* Coordinate annotation entries
▬▬▬▬▬▬▬▬▬▬
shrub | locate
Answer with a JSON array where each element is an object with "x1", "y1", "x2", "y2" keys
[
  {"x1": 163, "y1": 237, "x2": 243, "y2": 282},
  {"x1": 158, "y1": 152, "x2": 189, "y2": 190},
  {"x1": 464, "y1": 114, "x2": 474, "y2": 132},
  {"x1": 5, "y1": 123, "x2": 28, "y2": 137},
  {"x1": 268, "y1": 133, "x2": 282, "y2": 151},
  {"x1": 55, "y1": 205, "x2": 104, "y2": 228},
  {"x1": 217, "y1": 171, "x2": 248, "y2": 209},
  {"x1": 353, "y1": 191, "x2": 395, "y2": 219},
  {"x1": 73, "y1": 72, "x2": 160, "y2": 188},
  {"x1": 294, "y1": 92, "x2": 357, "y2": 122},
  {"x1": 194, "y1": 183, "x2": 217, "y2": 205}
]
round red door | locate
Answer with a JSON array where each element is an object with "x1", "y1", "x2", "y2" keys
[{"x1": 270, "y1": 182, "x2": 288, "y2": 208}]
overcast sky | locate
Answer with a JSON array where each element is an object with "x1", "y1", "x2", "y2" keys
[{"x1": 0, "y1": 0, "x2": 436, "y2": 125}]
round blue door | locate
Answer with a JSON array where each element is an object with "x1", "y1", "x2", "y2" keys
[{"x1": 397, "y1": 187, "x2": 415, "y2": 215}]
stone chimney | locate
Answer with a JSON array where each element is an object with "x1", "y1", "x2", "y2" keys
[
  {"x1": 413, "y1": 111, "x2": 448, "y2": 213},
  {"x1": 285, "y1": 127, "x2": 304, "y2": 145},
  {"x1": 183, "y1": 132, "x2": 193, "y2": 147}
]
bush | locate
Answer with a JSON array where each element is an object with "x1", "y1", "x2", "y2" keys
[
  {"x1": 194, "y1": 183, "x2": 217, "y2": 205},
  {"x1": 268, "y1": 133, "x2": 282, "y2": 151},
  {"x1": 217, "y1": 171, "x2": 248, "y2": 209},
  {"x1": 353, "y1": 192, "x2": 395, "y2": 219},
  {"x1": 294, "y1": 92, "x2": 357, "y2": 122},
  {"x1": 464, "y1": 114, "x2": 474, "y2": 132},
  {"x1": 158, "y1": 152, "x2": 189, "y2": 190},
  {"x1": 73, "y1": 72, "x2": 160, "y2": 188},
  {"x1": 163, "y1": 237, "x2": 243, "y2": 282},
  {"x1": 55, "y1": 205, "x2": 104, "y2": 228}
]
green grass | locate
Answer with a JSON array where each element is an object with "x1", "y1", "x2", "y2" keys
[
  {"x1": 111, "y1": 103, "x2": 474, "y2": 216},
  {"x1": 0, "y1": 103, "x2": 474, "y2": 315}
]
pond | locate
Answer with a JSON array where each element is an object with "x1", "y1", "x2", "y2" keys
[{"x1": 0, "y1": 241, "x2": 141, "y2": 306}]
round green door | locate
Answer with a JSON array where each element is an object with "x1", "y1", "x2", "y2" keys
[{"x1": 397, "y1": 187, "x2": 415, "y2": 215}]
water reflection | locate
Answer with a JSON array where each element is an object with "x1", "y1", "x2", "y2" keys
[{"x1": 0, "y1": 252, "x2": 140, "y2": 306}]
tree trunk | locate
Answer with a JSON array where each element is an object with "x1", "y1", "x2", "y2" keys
▬▬▬▬▬▬▬▬▬▬
* Problem details
Present every line above as a numbered list, omitting any blank lines.

* Task output
1. shrub | locate
2. Answer with a JSON array where each element is an object with "x1", "y1", "x2", "y2" keys
3. [
4.   {"x1": 163, "y1": 237, "x2": 243, "y2": 282},
5.   {"x1": 158, "y1": 152, "x2": 189, "y2": 190},
6.   {"x1": 464, "y1": 114, "x2": 474, "y2": 132},
7.   {"x1": 5, "y1": 123, "x2": 28, "y2": 137},
8.   {"x1": 268, "y1": 133, "x2": 282, "y2": 151},
9.   {"x1": 55, "y1": 205, "x2": 104, "y2": 228},
10.   {"x1": 217, "y1": 171, "x2": 248, "y2": 209},
11.   {"x1": 353, "y1": 191, "x2": 395, "y2": 219},
12.   {"x1": 73, "y1": 72, "x2": 160, "y2": 188},
13.   {"x1": 294, "y1": 92, "x2": 357, "y2": 122},
14.   {"x1": 194, "y1": 183, "x2": 217, "y2": 205}
15. ]
16. round red door | locate
17. Answer with a JSON array where each element is an object with "x1", "y1", "x2", "y2" keys
18. [{"x1": 270, "y1": 182, "x2": 288, "y2": 208}]
19. overcast sky | locate
20. Answer with a JSON array where each element is an object with "x1", "y1", "x2", "y2" keys
21. [{"x1": 0, "y1": 0, "x2": 436, "y2": 125}]
22. round blue door | locate
23. Answer with a JSON array where each element is an object with "x1", "y1", "x2", "y2" keys
24. [{"x1": 397, "y1": 187, "x2": 415, "y2": 215}]
25. stone chimney | locate
26. Answer with a JSON array where each element is an object with "x1", "y1", "x2", "y2" keys
27. [
28.   {"x1": 413, "y1": 111, "x2": 448, "y2": 213},
29.   {"x1": 285, "y1": 127, "x2": 304, "y2": 145},
30.   {"x1": 183, "y1": 132, "x2": 193, "y2": 147}
31. ]
32. bush | locate
33. Answer with a JSON array where each element is an object with "x1", "y1", "x2", "y2" keys
34. [
35.   {"x1": 194, "y1": 183, "x2": 217, "y2": 205},
36.   {"x1": 268, "y1": 133, "x2": 282, "y2": 151},
37.   {"x1": 217, "y1": 171, "x2": 248, "y2": 209},
38.   {"x1": 353, "y1": 192, "x2": 395, "y2": 219},
39.   {"x1": 294, "y1": 92, "x2": 357, "y2": 122},
40.   {"x1": 464, "y1": 114, "x2": 474, "y2": 132},
41.   {"x1": 158, "y1": 152, "x2": 189, "y2": 190},
42.   {"x1": 73, "y1": 72, "x2": 160, "y2": 188},
43.   {"x1": 163, "y1": 237, "x2": 243, "y2": 282},
44.   {"x1": 55, "y1": 205, "x2": 104, "y2": 228}
45. ]
46. green grass | locate
47. Answer with a JSON array where each element is an object with "x1", "y1", "x2", "y2" keys
48. [
49.   {"x1": 111, "y1": 103, "x2": 474, "y2": 216},
50.   {"x1": 0, "y1": 103, "x2": 474, "y2": 315}
51. ]
52. pond | locate
53. Answer with a JSON array where each element is an object with "x1", "y1", "x2", "y2" keys
54. [{"x1": 0, "y1": 241, "x2": 141, "y2": 306}]
55. round green door | locate
56. Answer with a JSON array where each element is an object with "x1", "y1", "x2", "y2" keys
57. [{"x1": 397, "y1": 187, "x2": 415, "y2": 215}]
58. water reflection | locate
59. Answer with a JSON array where each element is an object with "x1", "y1", "x2", "y2" keys
60. [{"x1": 0, "y1": 252, "x2": 140, "y2": 306}]
61. tree trunk | locate
62. Answer with a JSON array where each element is an object with "x1", "y1", "x2", "y2" keys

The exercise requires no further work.